Source information START
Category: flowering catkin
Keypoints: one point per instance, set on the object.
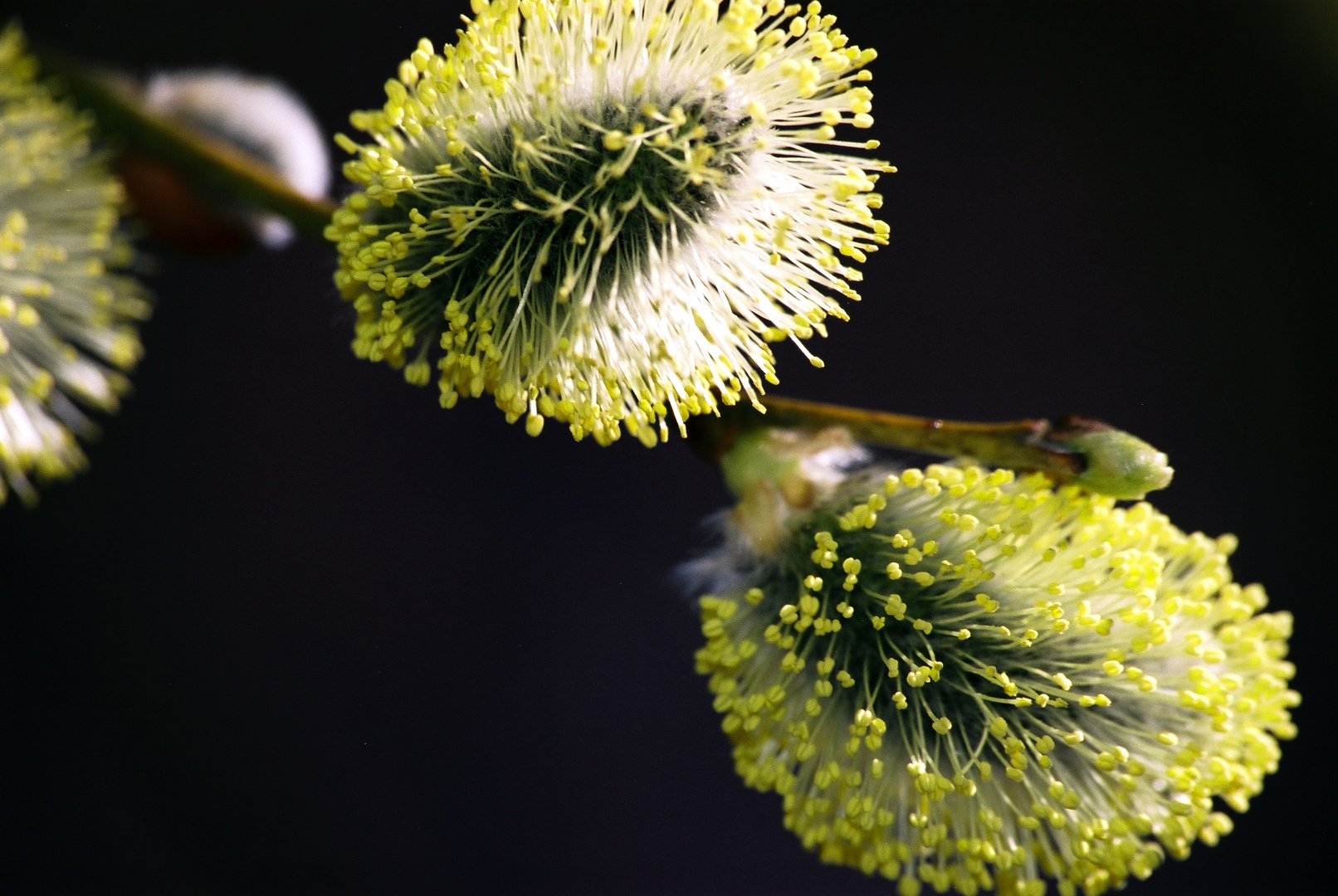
(603, 212)
(66, 320)
(958, 679)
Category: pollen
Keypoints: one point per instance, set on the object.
(67, 317)
(1108, 764)
(605, 213)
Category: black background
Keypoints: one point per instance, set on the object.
(300, 631)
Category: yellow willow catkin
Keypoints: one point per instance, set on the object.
(66, 320)
(603, 212)
(957, 679)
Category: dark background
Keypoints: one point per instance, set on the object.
(303, 631)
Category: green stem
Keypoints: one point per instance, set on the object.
(208, 161)
(1071, 450)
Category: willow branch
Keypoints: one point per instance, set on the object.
(205, 159)
(1069, 450)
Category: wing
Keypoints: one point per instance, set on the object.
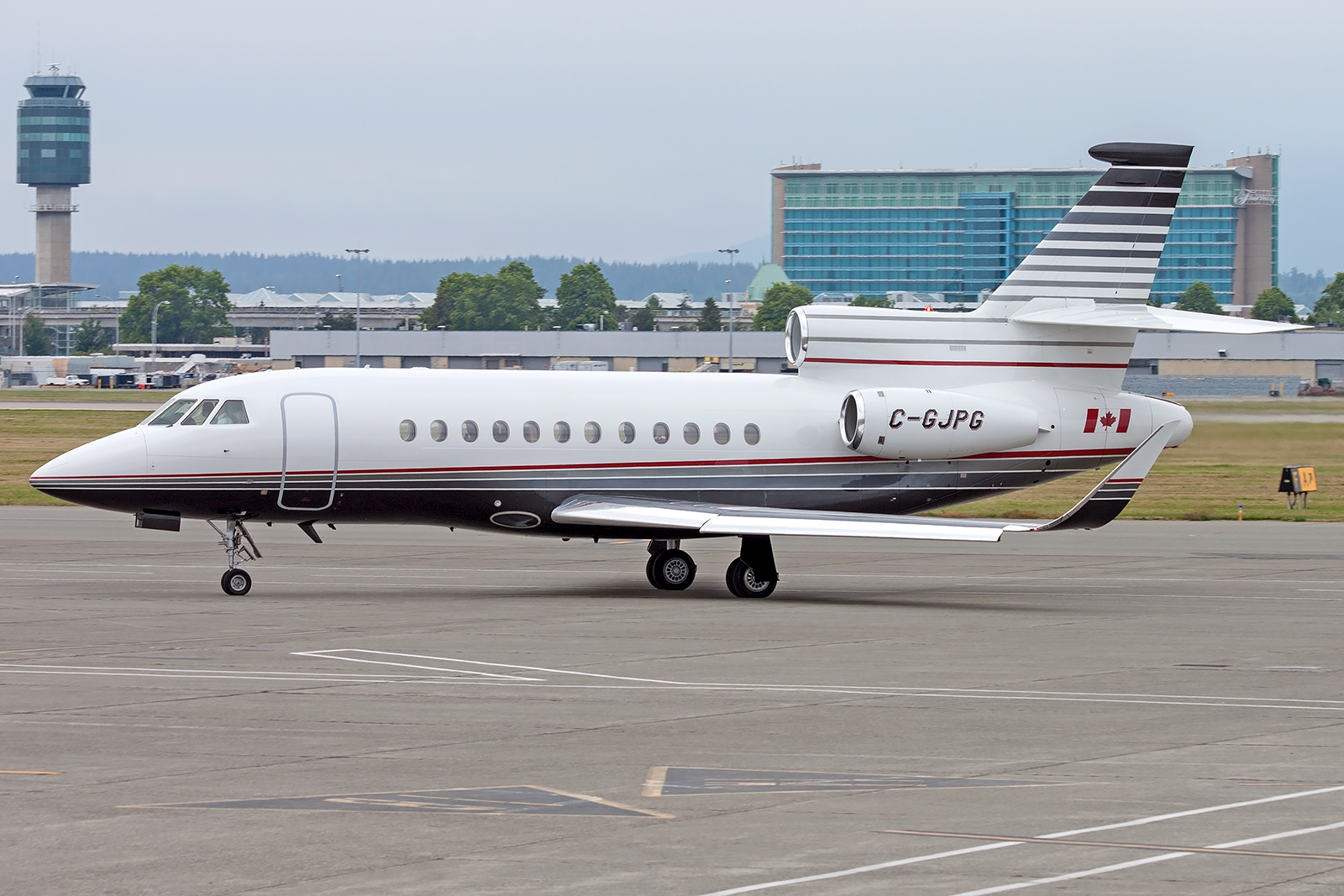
(1101, 506)
(1088, 313)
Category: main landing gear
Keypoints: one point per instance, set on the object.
(235, 582)
(750, 575)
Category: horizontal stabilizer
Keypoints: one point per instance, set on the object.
(1084, 312)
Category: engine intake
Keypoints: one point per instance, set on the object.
(913, 423)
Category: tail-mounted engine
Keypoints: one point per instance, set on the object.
(914, 423)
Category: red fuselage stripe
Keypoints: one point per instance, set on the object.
(606, 466)
(906, 363)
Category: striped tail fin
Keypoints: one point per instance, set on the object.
(1108, 246)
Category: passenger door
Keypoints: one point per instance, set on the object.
(309, 452)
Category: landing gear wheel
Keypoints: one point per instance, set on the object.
(235, 584)
(743, 582)
(671, 570)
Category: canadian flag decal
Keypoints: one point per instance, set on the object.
(1106, 421)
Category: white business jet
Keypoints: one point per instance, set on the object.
(890, 412)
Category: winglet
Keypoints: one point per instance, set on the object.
Source information END
• Task description: Repeat only the lines between the start of the data and the line with "Category: dark background", including those two lines, and skip the pictures.

• Answer to this exercise:
Category: flowering catkin
Keypoints: one point per instance, set on the object.
(603, 212)
(66, 320)
(958, 679)
Category: pollen
Keypoints: one point per instance, set on the object.
(67, 317)
(1108, 764)
(605, 213)
Category: black background
Keypoints: one point per instance, set on the object.
(300, 631)
Category: yellow willow catkin
Keypoints: one point per instance, set on the object.
(66, 320)
(603, 212)
(957, 679)
Category: dark background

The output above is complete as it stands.